[Saved data entries]
>>>>>

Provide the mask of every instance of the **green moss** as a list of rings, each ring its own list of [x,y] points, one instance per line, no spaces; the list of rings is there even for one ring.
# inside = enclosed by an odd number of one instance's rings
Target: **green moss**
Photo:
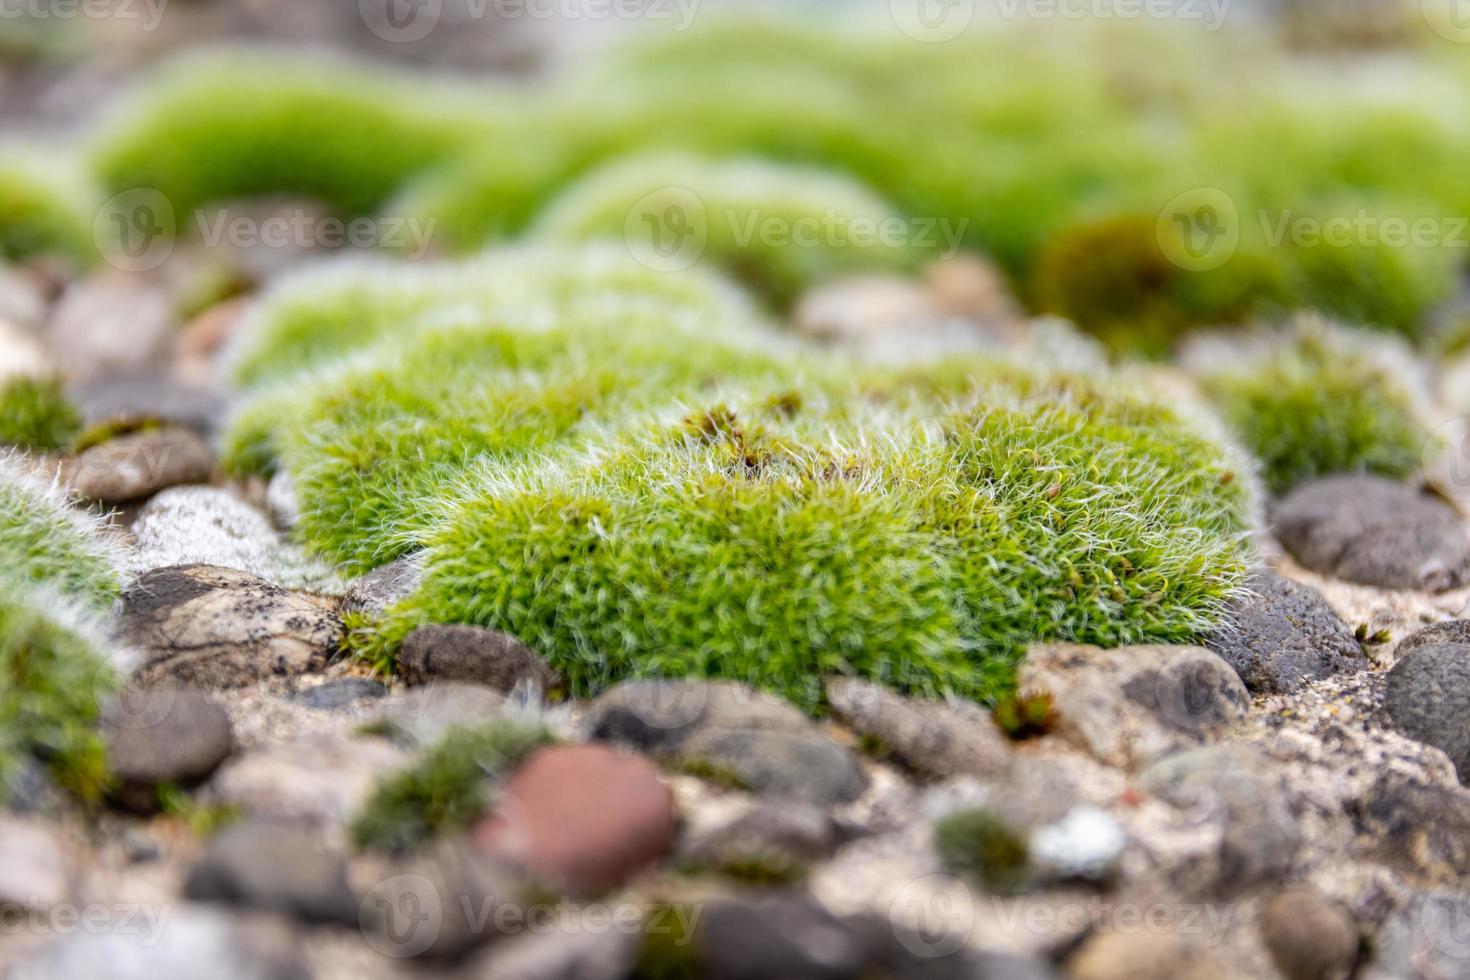
[[[382,642],[474,623],[575,693],[695,675],[816,704],[832,673],[992,698],[1036,639],[1186,640],[1244,574],[1246,481],[1167,410],[1072,388],[794,416],[751,394],[593,459],[487,467]]]
[[[1015,741],[1049,735],[1057,726],[1056,705],[1050,694],[1019,694],[995,706],[995,724]]]
[[[353,818],[353,842],[404,852],[464,830],[484,814],[491,780],[550,741],[544,729],[512,720],[451,731],[378,784]]]
[[[568,188],[533,233],[625,242],[651,268],[709,262],[777,305],[844,273],[902,269],[917,231],[856,182],[756,158],[616,160]],[[943,242],[933,236],[937,250]]]
[[[98,701],[115,683],[70,604],[10,580],[0,598],[0,787],[27,758],[79,800],[108,787]]]
[[[1267,486],[1285,493],[1332,473],[1398,477],[1418,467],[1430,433],[1414,376],[1388,344],[1307,327],[1259,357],[1212,368],[1202,384]]]
[[[264,386],[376,341],[412,335],[446,314],[554,322],[624,304],[698,316],[715,333],[751,317],[749,304],[718,277],[655,272],[621,246],[504,249],[412,267],[343,263],[273,288],[241,328],[231,373],[242,385]]]
[[[161,193],[181,222],[210,202],[279,194],[370,214],[483,138],[497,101],[488,89],[320,55],[214,51],[130,92],[92,164],[114,191]]]
[[[158,808],[188,827],[196,837],[213,837],[245,816],[232,803],[205,803],[172,783],[158,787]]]
[[[16,376],[0,387],[0,446],[55,452],[81,429],[61,382]]]
[[[750,785],[740,773],[729,766],[700,756],[679,756],[669,761],[668,768],[681,776],[693,776],[695,779],[702,779],[725,789],[744,792],[750,790]]]
[[[585,449],[681,393],[780,373],[697,309],[614,294],[580,306],[550,324],[473,314],[385,340],[263,394],[231,426],[227,456],[283,465],[302,539],[371,568],[420,547],[482,465]]]
[[[934,849],[951,870],[987,889],[1014,891],[1026,882],[1026,839],[988,810],[962,810],[934,825]]]
[[[1286,299],[1284,274],[1267,260],[1236,254],[1216,269],[1186,269],[1160,244],[1165,233],[1178,232],[1152,214],[1068,228],[1037,259],[1033,303],[1114,350],[1161,356],[1190,327],[1237,322]]]
[[[0,146],[0,259],[51,256],[90,265],[101,194],[77,162],[37,147]]]
[[[23,465],[0,456],[0,566],[22,584],[106,608],[122,591],[117,554],[95,519],[71,509]]]

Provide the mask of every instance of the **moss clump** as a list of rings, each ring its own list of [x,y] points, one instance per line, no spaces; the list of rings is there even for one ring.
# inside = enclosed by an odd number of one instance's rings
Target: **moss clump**
[[[84,802],[108,779],[98,700],[112,676],[94,631],[67,602],[15,581],[0,598],[0,788],[27,758]]]
[[[23,465],[0,456],[0,566],[22,585],[108,607],[122,592],[118,555],[95,519],[70,508],[59,490]]]
[[[756,158],[672,154],[620,159],[588,174],[533,233],[624,241],[662,271],[709,262],[777,305],[843,273],[905,268],[921,251],[908,223],[849,178]],[[931,244],[944,243],[936,236]]]
[[[654,272],[619,247],[527,247],[405,267],[341,263],[274,287],[242,326],[231,373],[263,386],[390,337],[443,322],[553,321],[591,308],[648,305],[698,316],[723,333],[751,317],[728,283],[690,270]]]
[[[988,810],[962,810],[940,820],[934,849],[946,866],[994,891],[1015,891],[1029,874],[1026,838]]]
[[[698,311],[611,295],[550,324],[474,314],[263,394],[228,457],[284,466],[306,543],[371,568],[420,547],[480,465],[585,449],[721,378],[780,373],[719,333]]]
[[[1122,215],[1072,226],[1042,250],[1032,298],[1117,351],[1162,356],[1193,326],[1232,323],[1286,298],[1283,274],[1237,254],[1217,269],[1175,264],[1156,215]],[[1180,233],[1182,234],[1182,232]]]
[[[31,758],[79,799],[107,789],[95,723],[116,679],[93,619],[117,567],[93,519],[0,457],[0,784]]]
[[[1279,494],[1331,473],[1399,477],[1418,467],[1430,433],[1415,376],[1412,358],[1388,342],[1307,325],[1244,363],[1212,366],[1201,383]]]
[[[751,394],[590,460],[487,467],[383,642],[473,623],[578,694],[694,675],[818,704],[832,673],[985,699],[1036,639],[1188,639],[1244,574],[1247,481],[1167,410],[1068,388]]]
[[[544,729],[508,720],[450,731],[412,767],[378,784],[353,819],[353,842],[405,852],[464,830],[484,814],[491,780],[550,742]]]
[[[92,164],[108,187],[150,188],[181,218],[273,194],[370,214],[409,177],[481,138],[491,94],[319,55],[191,55],[129,94]]]
[[[76,162],[36,147],[0,146],[0,259],[39,256],[90,265],[97,188]]]
[[[36,452],[64,448],[82,427],[82,416],[51,378],[14,377],[0,386],[0,446]]]
[[[1019,694],[1006,698],[992,713],[996,726],[1020,742],[1050,735],[1057,727],[1056,705],[1050,694]]]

<<<<<

BRIEF: Nothing but the records, restated word for word and stripped of images, belongs in the answer.

RESULT FOR THIS TASK:
Provide the mask of every instance of the **green moss** as a list of rings, each ring its own list of [x,y] points, one instance per line, no spaces; the list of rings is there even for one ring.
# inside = enclosed by an odd number of one instance's rings
Target: **green moss**
Photo:
[[[382,642],[474,623],[575,693],[695,675],[816,704],[832,673],[992,698],[1036,639],[1186,640],[1244,574],[1246,481],[1167,410],[1072,388],[794,416],[751,394],[593,459],[487,467]]]
[[[1015,741],[1049,735],[1057,726],[1056,705],[1050,694],[1019,694],[995,706],[995,724]]]
[[[353,818],[353,842],[404,852],[464,830],[484,814],[491,780],[550,741],[544,729],[512,720],[451,731],[378,784]]]
[[[568,188],[533,233],[625,242],[651,268],[709,262],[777,305],[844,273],[902,269],[917,231],[856,182],[756,158],[616,160]],[[943,242],[933,236],[937,250]]]
[[[98,701],[115,683],[70,604],[10,580],[0,598],[0,787],[27,758],[79,800],[108,787]]]
[[[1267,486],[1285,493],[1332,473],[1398,477],[1418,467],[1430,433],[1414,376],[1388,344],[1307,327],[1259,357],[1212,368],[1202,384]]]
[[[264,386],[376,341],[412,335],[446,314],[554,322],[624,304],[698,316],[715,333],[751,317],[749,304],[718,277],[655,272],[621,246],[504,249],[412,267],[343,263],[273,288],[241,328],[231,373],[242,385]]]
[[[161,193],[181,222],[210,202],[279,194],[370,214],[483,138],[497,101],[488,89],[320,55],[214,51],[130,92],[92,164],[114,191]]]
[[[158,808],[188,827],[196,837],[213,837],[245,816],[232,803],[205,803],[172,783],[158,787]]]
[[[16,376],[0,387],[0,446],[55,452],[81,429],[61,382]]]
[[[750,785],[740,773],[729,766],[700,756],[679,756],[669,761],[668,768],[681,776],[693,776],[695,779],[702,779],[725,789],[744,792],[750,790]]]
[[[585,449],[681,393],[780,373],[697,309],[614,294],[580,306],[550,324],[473,314],[385,340],[263,394],[231,426],[227,456],[283,465],[302,539],[371,568],[420,547],[482,465]]]
[[[934,849],[951,870],[987,889],[1014,891],[1026,882],[1026,839],[988,810],[962,810],[934,825]]]
[[[1286,299],[1284,274],[1267,260],[1236,254],[1216,269],[1186,269],[1160,244],[1165,233],[1178,232],[1152,214],[1068,228],[1037,259],[1033,303],[1114,350],[1161,356],[1190,327],[1237,322]]]
[[[0,146],[0,259],[51,256],[90,265],[101,194],[77,162],[37,147]]]
[[[23,465],[0,456],[0,566],[22,584],[106,608],[122,591],[117,554],[95,519],[71,509]]]

Provide the mask of every instance of the **moss clump** as a list of rings, each ring its own list of [x,y] points, one instance per line, no spaces; the list of rings is there even for one ring.
# inside = enclosed by an odd number of one instance's rings
Target: **moss clump**
[[[84,802],[108,779],[98,700],[112,676],[94,631],[67,602],[15,581],[0,598],[0,788],[27,758]]]
[[[23,465],[0,456],[0,566],[22,585],[108,607],[122,592],[118,555],[95,519],[70,508],[59,490]]]
[[[756,158],[672,154],[620,159],[588,174],[533,233],[624,241],[662,271],[709,262],[777,305],[843,273],[905,268],[921,251],[908,223],[849,178]],[[931,244],[944,243],[936,236]]]
[[[654,272],[619,247],[527,247],[405,267],[341,263],[274,287],[242,326],[231,373],[263,386],[390,337],[443,322],[553,321],[591,308],[648,305],[698,316],[723,333],[751,317],[728,283],[690,270]]]
[[[988,810],[962,810],[940,820],[934,849],[946,866],[994,891],[1015,891],[1029,874],[1026,838]]]
[[[698,311],[611,295],[550,324],[474,314],[263,394],[228,457],[284,466],[306,543],[371,568],[420,547],[480,465],[585,449],[721,378],[780,373],[719,333]]]
[[[1122,215],[1072,226],[1042,250],[1032,298],[1117,351],[1162,356],[1193,326],[1232,323],[1286,298],[1283,274],[1237,254],[1217,269],[1175,264],[1156,215]],[[1180,233],[1182,234],[1182,232]]]
[[[31,758],[79,799],[107,789],[95,723],[116,679],[93,619],[117,567],[93,519],[0,457],[0,784]]]
[[[1279,494],[1331,473],[1399,477],[1418,467],[1430,433],[1415,376],[1412,358],[1388,342],[1307,325],[1244,363],[1212,366],[1201,383]]]
[[[751,394],[590,460],[487,467],[383,642],[473,623],[578,694],[694,675],[818,704],[832,673],[985,699],[1036,639],[1188,639],[1244,574],[1247,481],[1167,410],[1068,388]]]
[[[544,729],[508,720],[450,731],[412,767],[378,784],[353,819],[353,842],[405,852],[464,830],[484,814],[491,780],[550,742]]]
[[[92,164],[108,187],[150,188],[181,218],[273,194],[370,214],[409,177],[481,138],[491,94],[319,55],[191,55],[129,94]]]
[[[76,162],[36,147],[0,146],[0,259],[39,256],[90,265],[97,188]]]
[[[36,452],[64,448],[82,427],[82,416],[51,378],[14,377],[0,386],[0,446]]]
[[[1019,694],[1006,698],[992,713],[996,726],[1020,742],[1050,735],[1057,727],[1056,705],[1050,694]]]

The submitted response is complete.